Se dice que otrora, un noble caballero de Ávila, como muchos, cuando aquello del Nuevo Mundo estaba de moda, decidió embarcarse a Las indias en busca de fortuna y fama. A los pocos meses estaba el hombre en medio de una húmeda selva centroamericana con un grupo de soldados que exploraban la zona con el fin de encontrar localizaciones de valor. La tranquilidad de la marcha de ese día se vio interrumpida por un cocodrilo que repentinamente emergió del agua del lago por cuya orilla pasaban y se abalanzó sobre el noble.

Éste que no tenía buena postura en el suelo, ni apoyos, ni velocidad para evitar dicho ataque, solo agarró bien su palo de caminar, cerró los ojos, y rezó a la Virgen de Sonsoles. Sorprendido por el peso del bastón, volvió a abrir los ojos y contempló que el palo se había convertido en una espada. Sin meditar mucho, el hombre se incorporó, con el reptil ya a pocos centímetros de él y con la boca abierta, y le dejó caer un mandoble en el pescuezo que lo dejó inerte al poco. Contó la historia al resto de hombres al regresar al campamento y decidió quedarse con el animal muerto durante toda la expedición, que duró muchos más meses, para luego traer el animal a España y entregarlo a la Virgen de Sonsoles como exvoto por salvarle la vida. Una hazaña.

Una variante de este cuento es que el caballero abulense se encontraba bien establecido en la colonia y era terrateniente acomodado. Todos los días salía con su caballo a pasar revista sus posesiones y en una ocasión, cerca del río, un cocodrilo atacó a su caballo haciéndolo caer. Asustado, el hombre se encomendó a la Virgen de Sonsoles y su fusta se convirtió en una espada. Notar el arma en la mano y matar al reptil fue todo uno. Y ya en frío, pasado el susto, decidió traer el cocodrilo a Ávila y ofrecérselo a la Virgen para agradecerle el favor mostrado.

EJERCICIO
Continúa el relato del caballero abulense y el cocodrilo a partir de su última oración, la que termina en "para agradecerle el favor mostrado".

ÍTEMS PROPORCIONADOS
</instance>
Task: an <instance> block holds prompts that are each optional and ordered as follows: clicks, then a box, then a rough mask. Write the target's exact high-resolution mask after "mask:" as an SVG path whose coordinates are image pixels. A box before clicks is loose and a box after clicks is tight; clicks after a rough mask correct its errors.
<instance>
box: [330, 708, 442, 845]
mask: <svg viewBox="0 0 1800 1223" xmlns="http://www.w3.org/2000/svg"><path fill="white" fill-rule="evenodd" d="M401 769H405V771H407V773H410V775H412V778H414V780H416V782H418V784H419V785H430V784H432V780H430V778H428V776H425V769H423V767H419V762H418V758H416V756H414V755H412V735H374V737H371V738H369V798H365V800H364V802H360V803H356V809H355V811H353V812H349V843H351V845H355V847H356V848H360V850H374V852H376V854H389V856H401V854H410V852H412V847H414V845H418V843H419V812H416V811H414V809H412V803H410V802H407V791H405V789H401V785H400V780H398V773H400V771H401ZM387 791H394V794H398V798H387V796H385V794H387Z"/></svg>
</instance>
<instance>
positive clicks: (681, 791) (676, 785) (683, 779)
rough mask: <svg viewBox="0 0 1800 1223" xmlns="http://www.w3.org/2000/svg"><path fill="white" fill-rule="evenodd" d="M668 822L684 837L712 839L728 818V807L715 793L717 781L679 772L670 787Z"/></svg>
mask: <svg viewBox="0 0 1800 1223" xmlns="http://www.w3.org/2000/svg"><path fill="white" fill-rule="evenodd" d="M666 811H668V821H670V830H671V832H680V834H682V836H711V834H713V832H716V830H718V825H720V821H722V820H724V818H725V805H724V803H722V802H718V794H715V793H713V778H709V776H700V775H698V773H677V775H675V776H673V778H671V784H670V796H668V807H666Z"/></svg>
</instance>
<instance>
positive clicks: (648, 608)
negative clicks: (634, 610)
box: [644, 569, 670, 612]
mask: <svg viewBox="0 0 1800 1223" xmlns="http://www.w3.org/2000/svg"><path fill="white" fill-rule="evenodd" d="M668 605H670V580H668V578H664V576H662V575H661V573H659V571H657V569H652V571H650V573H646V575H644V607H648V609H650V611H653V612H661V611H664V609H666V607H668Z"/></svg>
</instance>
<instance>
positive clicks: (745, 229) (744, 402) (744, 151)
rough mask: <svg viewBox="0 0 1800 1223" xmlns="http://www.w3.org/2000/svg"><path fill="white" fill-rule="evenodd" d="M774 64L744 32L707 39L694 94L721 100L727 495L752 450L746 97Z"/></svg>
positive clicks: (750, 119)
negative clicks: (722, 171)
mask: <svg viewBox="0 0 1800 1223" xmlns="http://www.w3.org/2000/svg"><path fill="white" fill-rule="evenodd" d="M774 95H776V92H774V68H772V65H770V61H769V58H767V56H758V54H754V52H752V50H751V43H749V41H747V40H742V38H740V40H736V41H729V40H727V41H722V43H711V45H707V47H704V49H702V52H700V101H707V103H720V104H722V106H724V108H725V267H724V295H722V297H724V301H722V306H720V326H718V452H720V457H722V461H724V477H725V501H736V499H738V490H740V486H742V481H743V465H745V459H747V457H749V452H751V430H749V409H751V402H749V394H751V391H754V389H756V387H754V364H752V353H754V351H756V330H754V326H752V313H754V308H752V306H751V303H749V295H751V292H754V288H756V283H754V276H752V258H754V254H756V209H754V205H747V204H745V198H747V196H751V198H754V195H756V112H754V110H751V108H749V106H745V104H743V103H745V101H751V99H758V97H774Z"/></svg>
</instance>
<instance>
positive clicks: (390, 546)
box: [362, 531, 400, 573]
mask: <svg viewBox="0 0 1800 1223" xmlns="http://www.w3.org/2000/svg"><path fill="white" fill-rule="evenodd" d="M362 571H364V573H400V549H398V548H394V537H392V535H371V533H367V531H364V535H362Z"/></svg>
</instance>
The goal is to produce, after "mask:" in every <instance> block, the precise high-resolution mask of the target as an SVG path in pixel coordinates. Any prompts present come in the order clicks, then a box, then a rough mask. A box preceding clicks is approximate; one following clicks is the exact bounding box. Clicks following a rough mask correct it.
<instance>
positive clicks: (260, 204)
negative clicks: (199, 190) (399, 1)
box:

TU RESPUESTA
Sea cual sea la más llamativa de estas dos versiones, ahí está el caimán, seco, acartonado, primero colgado del techo y luego en una urna que permite dejar constancia de dicha fábula.

También colgada está una maqueta de un barco que un marinero ofreció a la Señora de Sonsoles. Resulta que, en tiempos de la Grande y Felicísima Armada de Felipe II, allá en el estrecho de Calais, esa parte del Canal de la Mancha donde el viento sopla fuerte y las olas suben mucho, se desencadenó una tormenta de las que hacen pensar en lo peor a los marinos. Uno de ellos, férreo devoto, pidió a la Virgen de Sonsoles salir de allí con vida, él y la tripulación. Y así sucedió, pudiendo llegar el barco a suelo patrio sin daños aparentes. El navegante ofreció entonces una réplica de la embarcación a la Señora que intercedió por sus vidas.